## TASK GOAL
Everything from the line containing "out the dark" through the line containing "x=46, y=318" in the listing below should be copied exactly, and nothing more.

----------

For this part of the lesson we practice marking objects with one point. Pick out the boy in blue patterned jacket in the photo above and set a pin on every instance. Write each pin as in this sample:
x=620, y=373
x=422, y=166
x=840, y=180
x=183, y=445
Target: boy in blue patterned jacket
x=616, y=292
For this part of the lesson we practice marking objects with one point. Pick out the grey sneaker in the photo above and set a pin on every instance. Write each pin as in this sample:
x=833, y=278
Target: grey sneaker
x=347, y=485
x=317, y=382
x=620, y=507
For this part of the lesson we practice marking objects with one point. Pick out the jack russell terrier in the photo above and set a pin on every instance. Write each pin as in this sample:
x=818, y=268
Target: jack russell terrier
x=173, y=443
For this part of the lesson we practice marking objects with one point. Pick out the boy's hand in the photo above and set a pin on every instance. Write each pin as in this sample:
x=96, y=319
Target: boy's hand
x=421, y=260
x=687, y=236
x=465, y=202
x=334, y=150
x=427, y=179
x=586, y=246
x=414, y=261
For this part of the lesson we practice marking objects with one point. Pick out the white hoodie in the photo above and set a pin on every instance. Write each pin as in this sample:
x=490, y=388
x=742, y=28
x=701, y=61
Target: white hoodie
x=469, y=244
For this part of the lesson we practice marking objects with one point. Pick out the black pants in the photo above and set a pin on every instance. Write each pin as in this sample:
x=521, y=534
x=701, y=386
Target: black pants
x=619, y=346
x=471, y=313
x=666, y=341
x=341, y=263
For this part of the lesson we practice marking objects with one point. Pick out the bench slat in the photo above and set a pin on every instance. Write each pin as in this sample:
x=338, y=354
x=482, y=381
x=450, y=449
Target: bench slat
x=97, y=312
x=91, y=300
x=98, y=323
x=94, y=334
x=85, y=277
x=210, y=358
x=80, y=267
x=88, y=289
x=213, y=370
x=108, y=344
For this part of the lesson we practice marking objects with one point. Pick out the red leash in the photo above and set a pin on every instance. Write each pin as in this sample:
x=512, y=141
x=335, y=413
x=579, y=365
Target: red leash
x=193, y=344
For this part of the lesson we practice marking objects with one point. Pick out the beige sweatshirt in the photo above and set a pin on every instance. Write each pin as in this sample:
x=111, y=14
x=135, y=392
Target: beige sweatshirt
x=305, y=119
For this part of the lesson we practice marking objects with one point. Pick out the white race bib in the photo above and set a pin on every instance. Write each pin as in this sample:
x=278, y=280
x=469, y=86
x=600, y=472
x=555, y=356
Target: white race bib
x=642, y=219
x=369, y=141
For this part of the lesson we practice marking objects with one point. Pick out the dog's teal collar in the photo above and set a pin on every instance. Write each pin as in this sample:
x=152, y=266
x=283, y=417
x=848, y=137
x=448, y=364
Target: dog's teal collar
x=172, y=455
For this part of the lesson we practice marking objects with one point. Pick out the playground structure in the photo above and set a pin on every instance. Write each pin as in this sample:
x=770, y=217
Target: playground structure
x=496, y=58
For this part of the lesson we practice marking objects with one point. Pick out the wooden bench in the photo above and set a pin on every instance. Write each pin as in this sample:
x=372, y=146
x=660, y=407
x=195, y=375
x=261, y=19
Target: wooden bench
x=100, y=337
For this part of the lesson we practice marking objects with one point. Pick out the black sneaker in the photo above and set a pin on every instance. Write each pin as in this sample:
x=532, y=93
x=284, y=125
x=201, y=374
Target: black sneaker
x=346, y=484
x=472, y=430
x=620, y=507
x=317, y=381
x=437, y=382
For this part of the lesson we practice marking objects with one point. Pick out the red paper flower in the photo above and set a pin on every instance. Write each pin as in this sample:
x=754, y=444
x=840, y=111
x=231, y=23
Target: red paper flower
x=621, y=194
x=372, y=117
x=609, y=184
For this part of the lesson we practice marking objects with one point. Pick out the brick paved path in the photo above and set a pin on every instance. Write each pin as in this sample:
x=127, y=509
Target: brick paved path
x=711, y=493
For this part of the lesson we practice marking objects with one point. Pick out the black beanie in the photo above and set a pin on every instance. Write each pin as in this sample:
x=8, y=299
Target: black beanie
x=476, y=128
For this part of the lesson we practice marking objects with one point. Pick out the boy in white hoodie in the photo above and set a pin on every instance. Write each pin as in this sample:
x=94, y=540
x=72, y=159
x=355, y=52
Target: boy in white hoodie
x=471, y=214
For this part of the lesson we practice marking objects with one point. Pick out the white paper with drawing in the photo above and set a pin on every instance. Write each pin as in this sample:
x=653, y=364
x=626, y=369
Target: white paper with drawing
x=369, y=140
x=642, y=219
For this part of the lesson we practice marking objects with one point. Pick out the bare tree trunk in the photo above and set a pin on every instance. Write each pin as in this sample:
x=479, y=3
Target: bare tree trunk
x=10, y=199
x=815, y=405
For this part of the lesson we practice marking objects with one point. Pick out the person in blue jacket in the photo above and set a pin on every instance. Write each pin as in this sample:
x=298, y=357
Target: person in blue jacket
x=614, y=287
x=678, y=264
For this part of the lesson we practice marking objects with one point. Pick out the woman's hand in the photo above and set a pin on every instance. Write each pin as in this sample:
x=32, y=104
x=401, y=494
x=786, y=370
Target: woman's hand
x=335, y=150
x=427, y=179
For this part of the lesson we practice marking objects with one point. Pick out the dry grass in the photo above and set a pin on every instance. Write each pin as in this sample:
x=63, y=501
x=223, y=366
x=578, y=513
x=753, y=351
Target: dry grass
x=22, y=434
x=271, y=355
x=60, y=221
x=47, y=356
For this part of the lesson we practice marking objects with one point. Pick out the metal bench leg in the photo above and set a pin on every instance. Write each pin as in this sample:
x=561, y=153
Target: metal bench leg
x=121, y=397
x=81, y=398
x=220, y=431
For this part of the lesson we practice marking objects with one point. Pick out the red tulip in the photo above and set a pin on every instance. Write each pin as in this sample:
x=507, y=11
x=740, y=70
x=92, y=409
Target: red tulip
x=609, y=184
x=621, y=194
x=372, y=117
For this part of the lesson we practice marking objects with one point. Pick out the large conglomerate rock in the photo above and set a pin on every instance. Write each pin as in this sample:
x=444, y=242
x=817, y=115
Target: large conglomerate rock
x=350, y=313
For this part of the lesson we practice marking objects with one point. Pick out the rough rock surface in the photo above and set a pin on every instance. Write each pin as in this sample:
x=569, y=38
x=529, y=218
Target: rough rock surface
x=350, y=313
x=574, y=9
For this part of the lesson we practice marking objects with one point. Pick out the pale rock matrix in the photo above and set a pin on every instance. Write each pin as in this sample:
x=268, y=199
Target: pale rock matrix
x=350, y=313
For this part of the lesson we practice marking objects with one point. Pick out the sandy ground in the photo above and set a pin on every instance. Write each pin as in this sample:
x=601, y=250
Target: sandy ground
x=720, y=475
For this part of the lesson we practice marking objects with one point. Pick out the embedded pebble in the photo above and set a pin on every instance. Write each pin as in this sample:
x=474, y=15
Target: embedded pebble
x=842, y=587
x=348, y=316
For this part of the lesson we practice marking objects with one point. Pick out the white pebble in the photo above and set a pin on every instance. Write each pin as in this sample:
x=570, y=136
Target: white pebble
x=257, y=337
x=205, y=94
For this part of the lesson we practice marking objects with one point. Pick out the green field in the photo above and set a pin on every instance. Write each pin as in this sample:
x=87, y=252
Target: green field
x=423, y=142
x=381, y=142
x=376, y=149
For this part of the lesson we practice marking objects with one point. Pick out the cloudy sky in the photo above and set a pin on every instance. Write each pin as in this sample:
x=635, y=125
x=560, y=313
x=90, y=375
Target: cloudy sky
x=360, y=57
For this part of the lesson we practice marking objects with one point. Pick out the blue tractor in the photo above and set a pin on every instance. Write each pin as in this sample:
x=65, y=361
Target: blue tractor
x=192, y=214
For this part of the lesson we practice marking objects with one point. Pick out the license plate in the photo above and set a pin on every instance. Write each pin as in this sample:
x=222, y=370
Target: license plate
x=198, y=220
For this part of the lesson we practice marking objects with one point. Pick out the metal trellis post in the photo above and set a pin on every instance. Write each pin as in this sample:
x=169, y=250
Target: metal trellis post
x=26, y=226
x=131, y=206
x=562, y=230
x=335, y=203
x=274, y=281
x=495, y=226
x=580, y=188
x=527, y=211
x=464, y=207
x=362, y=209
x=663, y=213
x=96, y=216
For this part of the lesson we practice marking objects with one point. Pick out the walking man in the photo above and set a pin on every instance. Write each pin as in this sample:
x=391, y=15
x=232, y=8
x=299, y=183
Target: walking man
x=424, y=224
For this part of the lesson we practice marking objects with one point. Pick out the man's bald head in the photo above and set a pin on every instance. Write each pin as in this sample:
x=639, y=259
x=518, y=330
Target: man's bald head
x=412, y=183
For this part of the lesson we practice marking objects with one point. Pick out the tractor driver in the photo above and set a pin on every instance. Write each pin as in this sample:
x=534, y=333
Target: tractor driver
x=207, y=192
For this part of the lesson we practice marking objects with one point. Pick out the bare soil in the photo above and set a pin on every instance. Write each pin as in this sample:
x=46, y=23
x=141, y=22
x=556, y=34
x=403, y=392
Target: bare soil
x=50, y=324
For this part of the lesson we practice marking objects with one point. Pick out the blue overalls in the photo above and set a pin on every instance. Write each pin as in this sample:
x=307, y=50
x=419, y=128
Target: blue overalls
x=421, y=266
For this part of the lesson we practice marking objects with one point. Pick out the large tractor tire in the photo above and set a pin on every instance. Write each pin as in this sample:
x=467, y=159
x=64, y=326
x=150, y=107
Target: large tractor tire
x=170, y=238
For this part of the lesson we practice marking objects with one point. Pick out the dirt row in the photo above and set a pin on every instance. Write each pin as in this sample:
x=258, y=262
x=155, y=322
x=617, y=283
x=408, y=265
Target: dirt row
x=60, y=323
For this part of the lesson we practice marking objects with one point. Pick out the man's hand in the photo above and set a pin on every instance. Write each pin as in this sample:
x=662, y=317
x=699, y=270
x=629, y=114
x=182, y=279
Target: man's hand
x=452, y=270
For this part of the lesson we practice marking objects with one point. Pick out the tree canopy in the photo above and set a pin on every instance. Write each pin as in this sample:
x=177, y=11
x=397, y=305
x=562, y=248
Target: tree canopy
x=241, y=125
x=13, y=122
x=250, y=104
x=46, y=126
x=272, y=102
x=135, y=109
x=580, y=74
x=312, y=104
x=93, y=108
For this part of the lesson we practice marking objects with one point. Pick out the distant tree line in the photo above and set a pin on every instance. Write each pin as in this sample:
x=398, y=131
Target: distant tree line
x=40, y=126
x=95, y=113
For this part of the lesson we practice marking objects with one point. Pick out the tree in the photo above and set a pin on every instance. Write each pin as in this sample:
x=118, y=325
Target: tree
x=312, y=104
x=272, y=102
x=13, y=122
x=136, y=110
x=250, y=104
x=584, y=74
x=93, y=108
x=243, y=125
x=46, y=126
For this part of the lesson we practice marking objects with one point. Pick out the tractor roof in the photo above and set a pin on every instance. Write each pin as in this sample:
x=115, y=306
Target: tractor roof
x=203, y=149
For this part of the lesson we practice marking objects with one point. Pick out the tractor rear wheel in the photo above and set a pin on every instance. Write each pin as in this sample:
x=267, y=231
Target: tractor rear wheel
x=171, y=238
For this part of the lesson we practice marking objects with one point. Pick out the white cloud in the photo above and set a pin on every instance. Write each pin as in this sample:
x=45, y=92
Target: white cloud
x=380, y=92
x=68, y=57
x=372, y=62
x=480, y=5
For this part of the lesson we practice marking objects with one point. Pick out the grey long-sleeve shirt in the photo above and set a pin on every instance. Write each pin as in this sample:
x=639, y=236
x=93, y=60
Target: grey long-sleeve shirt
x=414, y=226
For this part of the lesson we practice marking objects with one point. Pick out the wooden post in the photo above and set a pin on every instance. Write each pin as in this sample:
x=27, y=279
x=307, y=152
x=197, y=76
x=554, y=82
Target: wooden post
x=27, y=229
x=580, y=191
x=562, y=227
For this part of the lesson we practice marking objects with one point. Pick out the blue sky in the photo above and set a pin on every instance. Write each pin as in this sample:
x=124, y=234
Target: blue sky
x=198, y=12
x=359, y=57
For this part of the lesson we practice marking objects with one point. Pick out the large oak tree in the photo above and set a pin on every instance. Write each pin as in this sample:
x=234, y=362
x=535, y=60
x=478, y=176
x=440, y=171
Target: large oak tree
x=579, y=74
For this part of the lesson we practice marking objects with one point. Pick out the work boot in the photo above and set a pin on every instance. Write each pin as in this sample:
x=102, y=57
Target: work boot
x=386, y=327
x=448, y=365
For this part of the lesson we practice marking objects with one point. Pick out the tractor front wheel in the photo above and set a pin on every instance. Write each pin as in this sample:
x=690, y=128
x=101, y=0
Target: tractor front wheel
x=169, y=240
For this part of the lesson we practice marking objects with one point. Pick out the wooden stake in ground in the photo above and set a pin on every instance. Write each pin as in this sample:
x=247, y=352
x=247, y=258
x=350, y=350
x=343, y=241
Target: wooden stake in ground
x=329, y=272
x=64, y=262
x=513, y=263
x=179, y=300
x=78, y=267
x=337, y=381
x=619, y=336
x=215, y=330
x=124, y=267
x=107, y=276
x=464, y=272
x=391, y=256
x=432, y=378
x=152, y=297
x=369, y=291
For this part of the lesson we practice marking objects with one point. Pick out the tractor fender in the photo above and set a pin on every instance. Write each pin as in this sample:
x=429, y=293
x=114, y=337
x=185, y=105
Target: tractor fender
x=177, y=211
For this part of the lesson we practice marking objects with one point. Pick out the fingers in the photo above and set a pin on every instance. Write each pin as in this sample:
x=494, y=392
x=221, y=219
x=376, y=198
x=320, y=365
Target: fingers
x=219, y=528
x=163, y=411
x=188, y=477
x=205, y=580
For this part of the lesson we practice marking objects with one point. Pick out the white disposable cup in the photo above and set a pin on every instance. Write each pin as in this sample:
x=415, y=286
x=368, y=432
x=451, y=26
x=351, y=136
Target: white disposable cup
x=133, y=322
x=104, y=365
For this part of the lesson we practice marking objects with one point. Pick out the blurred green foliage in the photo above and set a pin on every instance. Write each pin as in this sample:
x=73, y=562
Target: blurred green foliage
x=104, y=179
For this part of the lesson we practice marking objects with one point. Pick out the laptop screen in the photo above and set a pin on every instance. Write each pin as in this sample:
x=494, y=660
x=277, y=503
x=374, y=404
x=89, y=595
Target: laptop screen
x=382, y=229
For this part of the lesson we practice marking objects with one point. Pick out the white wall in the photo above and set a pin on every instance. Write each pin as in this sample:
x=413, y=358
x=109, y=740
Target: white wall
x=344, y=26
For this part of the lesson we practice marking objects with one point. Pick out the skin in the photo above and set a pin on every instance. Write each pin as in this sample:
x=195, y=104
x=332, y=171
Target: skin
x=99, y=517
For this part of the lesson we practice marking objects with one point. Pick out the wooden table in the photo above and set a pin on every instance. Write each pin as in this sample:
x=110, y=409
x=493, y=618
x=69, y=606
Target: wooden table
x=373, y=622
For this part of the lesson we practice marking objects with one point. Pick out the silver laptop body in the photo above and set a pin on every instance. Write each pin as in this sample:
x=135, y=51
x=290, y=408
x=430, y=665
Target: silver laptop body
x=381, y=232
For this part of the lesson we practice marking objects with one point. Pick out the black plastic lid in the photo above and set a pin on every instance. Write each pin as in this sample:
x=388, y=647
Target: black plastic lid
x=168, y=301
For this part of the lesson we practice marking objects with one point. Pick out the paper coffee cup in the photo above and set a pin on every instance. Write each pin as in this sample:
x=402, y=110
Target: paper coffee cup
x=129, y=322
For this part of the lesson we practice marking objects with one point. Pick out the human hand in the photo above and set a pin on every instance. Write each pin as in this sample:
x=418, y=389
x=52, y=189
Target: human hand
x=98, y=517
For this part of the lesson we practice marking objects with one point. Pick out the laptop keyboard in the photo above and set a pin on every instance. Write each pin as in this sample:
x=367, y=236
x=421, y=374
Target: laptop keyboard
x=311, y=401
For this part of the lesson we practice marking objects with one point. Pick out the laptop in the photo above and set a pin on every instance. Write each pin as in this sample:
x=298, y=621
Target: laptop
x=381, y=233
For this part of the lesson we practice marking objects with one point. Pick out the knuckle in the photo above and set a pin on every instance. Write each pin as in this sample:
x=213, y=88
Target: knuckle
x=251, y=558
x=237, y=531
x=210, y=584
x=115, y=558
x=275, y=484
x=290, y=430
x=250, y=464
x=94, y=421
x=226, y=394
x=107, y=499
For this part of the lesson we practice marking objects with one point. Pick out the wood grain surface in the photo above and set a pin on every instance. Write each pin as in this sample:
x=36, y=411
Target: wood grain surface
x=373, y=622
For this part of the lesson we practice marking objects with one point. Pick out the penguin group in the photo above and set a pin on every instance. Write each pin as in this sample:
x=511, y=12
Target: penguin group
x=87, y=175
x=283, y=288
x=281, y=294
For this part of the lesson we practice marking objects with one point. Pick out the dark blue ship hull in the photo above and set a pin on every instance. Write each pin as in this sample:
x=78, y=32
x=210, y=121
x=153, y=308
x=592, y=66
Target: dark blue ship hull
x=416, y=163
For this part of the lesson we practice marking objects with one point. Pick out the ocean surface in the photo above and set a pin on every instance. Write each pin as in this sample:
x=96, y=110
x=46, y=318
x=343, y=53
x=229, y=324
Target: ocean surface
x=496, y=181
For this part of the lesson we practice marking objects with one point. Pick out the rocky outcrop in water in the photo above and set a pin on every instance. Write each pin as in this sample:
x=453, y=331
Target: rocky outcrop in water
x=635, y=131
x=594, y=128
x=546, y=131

----------

## FINAL ANSWER
For this part of the lesson we practice marking objects with one point. Pick out the dark blue ship hull in the photo above and set a pin on every instance. Write each pin as in this sample:
x=78, y=32
x=210, y=121
x=153, y=308
x=592, y=66
Target: dark blue ship hull
x=416, y=163
For this part of the lesson we practice marking objects with one point. Pick out the ocean surface in the photo above and set a pin on every instance. Write each pin as in this sample:
x=96, y=110
x=46, y=318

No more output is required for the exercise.